■ PROBLEM STATEMENT ■
Render every line of the material below as a Markdown table with the columns n and Line, numbering each row and leaving out any blank lines.

-- START OF DATA PROVIDED --

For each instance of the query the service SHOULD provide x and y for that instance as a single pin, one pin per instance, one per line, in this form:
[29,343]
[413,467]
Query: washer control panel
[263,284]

-- END OF DATA PROVIDED --

■ EXERCISE OUTPUT ■
| n | Line |
|---|---|
| 1 | For each instance of the query the service SHOULD provide x and y for that instance as a single pin, one pin per instance, one per line, in this form: |
| 2 | [29,343] |
| 3 | [413,467] |
| 4 | Query: washer control panel |
| 5 | [263,284] |